PROBLEM: The reply is a verbatim copy of the listing below with its images dropped.

=== Section Start ===

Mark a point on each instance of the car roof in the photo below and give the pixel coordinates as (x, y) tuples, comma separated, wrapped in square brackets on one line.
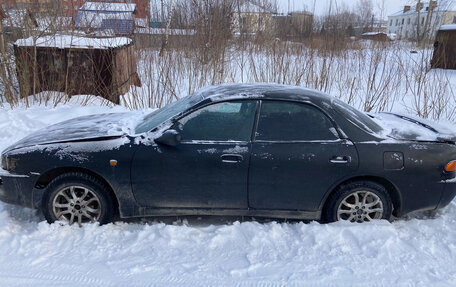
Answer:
[(260, 90)]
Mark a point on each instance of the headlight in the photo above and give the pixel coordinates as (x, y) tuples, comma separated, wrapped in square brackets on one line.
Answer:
[(8, 163)]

=== Section End ===

TASK RESPONSE:
Mark a point on each instance of the car roof in the photo below and give the pixel coordinates as (x, y) tuples, comma separated, wrapped in square brackets on one line.
Answer:
[(260, 90)]
Mark a point on each instance of the headlight in the photo above and give the pixel coordinates as (x, y) tuples, comma separated, wrapped in square brackets on one line.
Answer:
[(8, 163)]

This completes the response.